### EXERCISE DETAILS
Show every line below where "each" appears.

START MATERIAL FOR THIS TASK

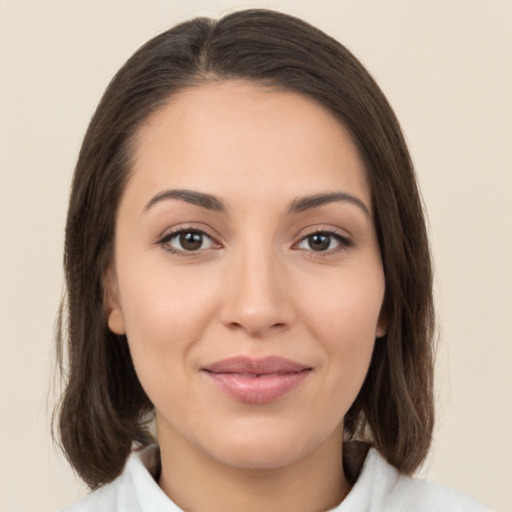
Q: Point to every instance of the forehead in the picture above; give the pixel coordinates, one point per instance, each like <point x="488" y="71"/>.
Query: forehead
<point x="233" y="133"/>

END MATERIAL FOR THIS TASK
START MATERIAL FOR THIS TASK

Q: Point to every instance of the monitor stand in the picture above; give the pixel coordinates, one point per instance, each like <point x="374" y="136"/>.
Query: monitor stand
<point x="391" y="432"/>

END MATERIAL FOR THIS TASK

### RESPONSE TO THE EXERCISE
Q: Point to every instance of the forehead in the picture above; give the pixel coordinates, one point per instance, each like <point x="488" y="71"/>.
Q: Point to every instance of the monitor stand in the picture above; give the pixel coordinates, one point per instance, each like <point x="374" y="136"/>.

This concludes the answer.